Can you write out the listing again with "drop a single marker" replaced by "place one point" throughout, changing nothing else and leaving the pictures out?

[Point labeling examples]

● ● ● ● ● ● ●

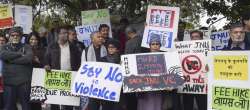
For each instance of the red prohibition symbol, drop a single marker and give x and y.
(191, 64)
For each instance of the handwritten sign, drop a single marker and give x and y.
(151, 72)
(83, 32)
(228, 98)
(91, 20)
(6, 16)
(58, 80)
(220, 39)
(95, 16)
(194, 66)
(24, 18)
(53, 87)
(98, 80)
(162, 21)
(206, 34)
(228, 87)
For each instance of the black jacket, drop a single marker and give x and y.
(17, 64)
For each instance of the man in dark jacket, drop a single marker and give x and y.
(62, 55)
(17, 71)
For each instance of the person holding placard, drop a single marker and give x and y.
(246, 23)
(3, 40)
(237, 39)
(62, 55)
(38, 59)
(151, 100)
(112, 57)
(104, 30)
(17, 71)
(73, 40)
(133, 44)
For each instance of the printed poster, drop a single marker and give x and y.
(194, 66)
(6, 16)
(206, 34)
(24, 18)
(220, 39)
(53, 87)
(151, 72)
(228, 84)
(161, 21)
(98, 80)
(91, 20)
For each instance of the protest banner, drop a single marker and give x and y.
(100, 16)
(24, 18)
(91, 20)
(220, 39)
(83, 32)
(162, 21)
(53, 87)
(151, 72)
(6, 16)
(194, 66)
(98, 80)
(228, 80)
(206, 34)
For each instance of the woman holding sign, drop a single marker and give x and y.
(151, 100)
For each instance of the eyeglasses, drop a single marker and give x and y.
(155, 44)
(16, 35)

● ● ● ● ● ● ●

_Result for this task_
For each instance of the red prohibition symbol, place one point and give x and y.
(191, 64)
For each instance of the handwritten sign, place one point and give x and y.
(151, 72)
(83, 32)
(228, 98)
(91, 20)
(6, 16)
(58, 80)
(220, 39)
(95, 16)
(194, 66)
(24, 18)
(53, 87)
(98, 80)
(162, 21)
(206, 34)
(228, 87)
For each instance of the black jacket, place one point and give x and y.
(17, 64)
For each instance of the man in dark jacket, place one point and give x and y.
(62, 55)
(17, 71)
For each instance of the person holding placard, place one point and give x and y.
(246, 23)
(3, 40)
(237, 39)
(62, 55)
(38, 59)
(151, 100)
(112, 57)
(104, 30)
(17, 71)
(73, 40)
(133, 44)
For each instance of the printed poster, place one point and give x and y.
(194, 66)
(6, 16)
(206, 34)
(24, 18)
(220, 39)
(53, 87)
(151, 72)
(228, 84)
(161, 21)
(98, 80)
(91, 20)
For each instance of the protest banner, place one point and give x and y.
(100, 16)
(24, 18)
(91, 20)
(220, 39)
(83, 32)
(162, 21)
(53, 87)
(151, 72)
(6, 16)
(194, 66)
(98, 80)
(228, 80)
(206, 34)
For each instance of the woman holding sign, place one point and give x and y.
(151, 100)
For each instance of the eyeglasses, place one point and give x and y.
(155, 44)
(16, 35)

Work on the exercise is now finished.